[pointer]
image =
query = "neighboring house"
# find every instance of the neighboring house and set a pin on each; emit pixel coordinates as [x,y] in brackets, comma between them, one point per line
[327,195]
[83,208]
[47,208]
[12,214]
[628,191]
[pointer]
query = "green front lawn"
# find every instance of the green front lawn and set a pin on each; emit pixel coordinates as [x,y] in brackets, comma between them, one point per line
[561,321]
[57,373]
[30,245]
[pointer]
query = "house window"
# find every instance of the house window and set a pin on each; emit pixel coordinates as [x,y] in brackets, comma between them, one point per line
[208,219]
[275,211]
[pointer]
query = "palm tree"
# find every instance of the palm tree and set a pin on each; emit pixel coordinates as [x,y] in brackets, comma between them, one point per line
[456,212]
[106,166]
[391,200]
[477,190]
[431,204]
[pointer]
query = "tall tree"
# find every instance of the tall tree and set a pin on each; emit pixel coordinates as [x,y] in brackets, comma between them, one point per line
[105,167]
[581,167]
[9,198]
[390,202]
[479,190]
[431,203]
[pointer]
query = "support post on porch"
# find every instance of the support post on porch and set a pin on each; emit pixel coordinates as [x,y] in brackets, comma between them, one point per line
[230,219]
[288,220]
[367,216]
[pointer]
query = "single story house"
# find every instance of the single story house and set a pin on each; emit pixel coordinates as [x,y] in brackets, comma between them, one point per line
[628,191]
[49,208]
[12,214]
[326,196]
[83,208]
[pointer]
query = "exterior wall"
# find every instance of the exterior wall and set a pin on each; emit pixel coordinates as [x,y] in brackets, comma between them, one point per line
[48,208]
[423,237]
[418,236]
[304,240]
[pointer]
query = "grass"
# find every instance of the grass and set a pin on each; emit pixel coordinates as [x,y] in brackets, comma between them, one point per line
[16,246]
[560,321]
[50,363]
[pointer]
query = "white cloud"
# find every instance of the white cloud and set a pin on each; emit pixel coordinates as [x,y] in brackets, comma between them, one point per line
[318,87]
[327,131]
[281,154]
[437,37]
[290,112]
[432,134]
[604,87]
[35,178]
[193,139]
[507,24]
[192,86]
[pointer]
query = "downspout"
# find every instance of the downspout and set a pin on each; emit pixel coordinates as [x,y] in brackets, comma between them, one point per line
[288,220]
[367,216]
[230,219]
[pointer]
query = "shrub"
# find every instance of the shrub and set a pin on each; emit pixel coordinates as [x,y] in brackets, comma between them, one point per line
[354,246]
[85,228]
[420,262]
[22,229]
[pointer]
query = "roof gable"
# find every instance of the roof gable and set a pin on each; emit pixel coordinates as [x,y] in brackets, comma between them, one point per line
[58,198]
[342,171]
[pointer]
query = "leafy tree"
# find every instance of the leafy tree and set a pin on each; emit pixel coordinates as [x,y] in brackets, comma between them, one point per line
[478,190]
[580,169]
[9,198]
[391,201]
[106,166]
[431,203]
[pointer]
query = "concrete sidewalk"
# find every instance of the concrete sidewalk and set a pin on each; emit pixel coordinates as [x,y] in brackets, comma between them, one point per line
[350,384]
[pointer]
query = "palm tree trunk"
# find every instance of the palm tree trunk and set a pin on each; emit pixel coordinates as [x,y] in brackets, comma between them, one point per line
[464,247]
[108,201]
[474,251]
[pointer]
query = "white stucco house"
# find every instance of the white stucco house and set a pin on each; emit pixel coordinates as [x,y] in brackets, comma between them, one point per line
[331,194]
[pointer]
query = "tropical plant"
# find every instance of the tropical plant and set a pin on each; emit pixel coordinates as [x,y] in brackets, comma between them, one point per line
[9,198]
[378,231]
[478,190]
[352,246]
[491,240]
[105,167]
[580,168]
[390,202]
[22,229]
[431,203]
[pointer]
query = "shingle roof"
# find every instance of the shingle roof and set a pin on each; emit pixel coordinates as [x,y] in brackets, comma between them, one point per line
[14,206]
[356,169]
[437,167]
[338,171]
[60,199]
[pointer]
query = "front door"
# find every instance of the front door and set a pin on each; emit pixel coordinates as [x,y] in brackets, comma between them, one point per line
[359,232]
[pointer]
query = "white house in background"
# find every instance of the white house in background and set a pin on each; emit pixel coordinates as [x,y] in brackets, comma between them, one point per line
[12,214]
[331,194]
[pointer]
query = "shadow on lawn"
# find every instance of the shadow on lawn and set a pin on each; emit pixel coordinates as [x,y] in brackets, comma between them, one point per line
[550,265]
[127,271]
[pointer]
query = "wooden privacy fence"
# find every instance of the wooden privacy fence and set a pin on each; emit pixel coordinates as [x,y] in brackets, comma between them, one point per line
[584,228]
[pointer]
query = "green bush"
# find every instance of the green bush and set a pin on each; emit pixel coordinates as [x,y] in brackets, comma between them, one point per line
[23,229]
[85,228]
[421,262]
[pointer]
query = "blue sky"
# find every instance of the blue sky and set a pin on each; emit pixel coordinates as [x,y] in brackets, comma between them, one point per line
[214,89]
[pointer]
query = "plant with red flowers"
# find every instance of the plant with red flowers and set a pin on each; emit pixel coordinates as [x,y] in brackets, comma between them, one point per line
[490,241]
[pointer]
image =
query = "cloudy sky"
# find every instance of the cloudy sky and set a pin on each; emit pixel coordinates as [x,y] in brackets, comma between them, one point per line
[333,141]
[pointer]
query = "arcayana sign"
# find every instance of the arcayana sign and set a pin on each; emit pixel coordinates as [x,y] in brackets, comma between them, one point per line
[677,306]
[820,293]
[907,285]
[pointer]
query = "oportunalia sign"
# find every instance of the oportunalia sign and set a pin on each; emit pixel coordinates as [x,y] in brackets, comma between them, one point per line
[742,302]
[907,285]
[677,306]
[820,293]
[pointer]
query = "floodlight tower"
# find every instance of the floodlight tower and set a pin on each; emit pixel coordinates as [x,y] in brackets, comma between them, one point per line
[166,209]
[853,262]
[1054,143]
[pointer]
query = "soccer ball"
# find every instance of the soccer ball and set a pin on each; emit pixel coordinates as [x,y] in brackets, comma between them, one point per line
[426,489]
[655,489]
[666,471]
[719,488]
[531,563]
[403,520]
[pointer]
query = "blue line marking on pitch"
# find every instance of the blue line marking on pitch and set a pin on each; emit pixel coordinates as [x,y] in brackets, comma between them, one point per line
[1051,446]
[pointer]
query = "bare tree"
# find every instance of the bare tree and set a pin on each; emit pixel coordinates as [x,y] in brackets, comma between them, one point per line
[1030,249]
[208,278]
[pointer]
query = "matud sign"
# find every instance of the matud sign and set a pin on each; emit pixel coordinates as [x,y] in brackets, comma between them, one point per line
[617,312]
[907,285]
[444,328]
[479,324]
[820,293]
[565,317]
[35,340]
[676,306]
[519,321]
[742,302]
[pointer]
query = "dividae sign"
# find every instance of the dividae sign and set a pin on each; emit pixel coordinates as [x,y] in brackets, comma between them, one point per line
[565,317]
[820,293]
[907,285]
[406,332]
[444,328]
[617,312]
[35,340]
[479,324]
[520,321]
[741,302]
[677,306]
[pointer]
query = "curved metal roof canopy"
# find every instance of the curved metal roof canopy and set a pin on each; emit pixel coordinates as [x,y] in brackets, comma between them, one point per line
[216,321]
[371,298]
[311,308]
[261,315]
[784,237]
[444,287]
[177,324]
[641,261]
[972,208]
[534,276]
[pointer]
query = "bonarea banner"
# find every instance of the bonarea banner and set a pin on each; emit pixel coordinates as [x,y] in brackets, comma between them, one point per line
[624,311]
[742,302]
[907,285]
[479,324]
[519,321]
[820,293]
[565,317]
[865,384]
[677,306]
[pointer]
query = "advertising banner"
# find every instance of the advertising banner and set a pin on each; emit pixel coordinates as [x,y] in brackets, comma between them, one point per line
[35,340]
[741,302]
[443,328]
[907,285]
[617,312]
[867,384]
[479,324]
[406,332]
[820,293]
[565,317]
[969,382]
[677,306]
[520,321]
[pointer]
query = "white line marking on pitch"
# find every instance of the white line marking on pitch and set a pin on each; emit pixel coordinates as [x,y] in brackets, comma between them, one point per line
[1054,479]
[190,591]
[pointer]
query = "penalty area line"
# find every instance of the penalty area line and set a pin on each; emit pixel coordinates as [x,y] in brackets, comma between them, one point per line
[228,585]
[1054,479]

=== What to work on ===
What must be returned is the line with "# find every instance of the dividae" plus every line after it to the end of the entries, exactly as they appear.

=== Task answer ===
# find every instance of the dividae sign and set a pin on each; emit pixel coordinates as [x,y] in brackets, comma between them, one point per line
[565,317]
[820,293]
[907,285]
[406,332]
[444,328]
[617,312]
[35,340]
[479,324]
[520,321]
[741,302]
[677,306]
[pointer]
query = "curved metal roof canopy"
# find every instance of the curved metal roof canopy and set a pin on each; emit pixel coordinates as [x,y] in brackets, comma between them, one point per line
[216,321]
[371,298]
[311,308]
[261,315]
[784,237]
[444,287]
[177,324]
[641,261]
[972,208]
[534,276]
[pointer]
query = "bonarea banner"
# find every instance of the bonarea banner and set a pin on each; emit pixel coordinates as [x,y] in brackets, comma between them, one point per line
[624,311]
[742,302]
[907,285]
[479,324]
[519,321]
[820,293]
[565,317]
[865,384]
[677,306]
[pointer]
query = "advertising banner"
# find every instance of the advertising banner and set a pin on each; emit pixel coordinates as [x,y] in brackets, comma between them, one point per line
[35,340]
[741,302]
[443,328]
[907,285]
[617,312]
[867,384]
[479,324]
[406,332]
[820,293]
[565,317]
[969,382]
[677,306]
[520,321]
[pointer]
query = "white line marking on pitch"
# find every instance of the white line marking on pitch and set a pin on each; emit pixel coordinates as [x,y] in brackets, comma between them, one point per line
[1054,479]
[190,591]
[pointer]
query = "penalty area line"
# find every instance of the penalty area line and set a pin on each; emit pixel coordinates as [x,y] in brackets, comma between them, one point per line
[228,585]
[1054,479]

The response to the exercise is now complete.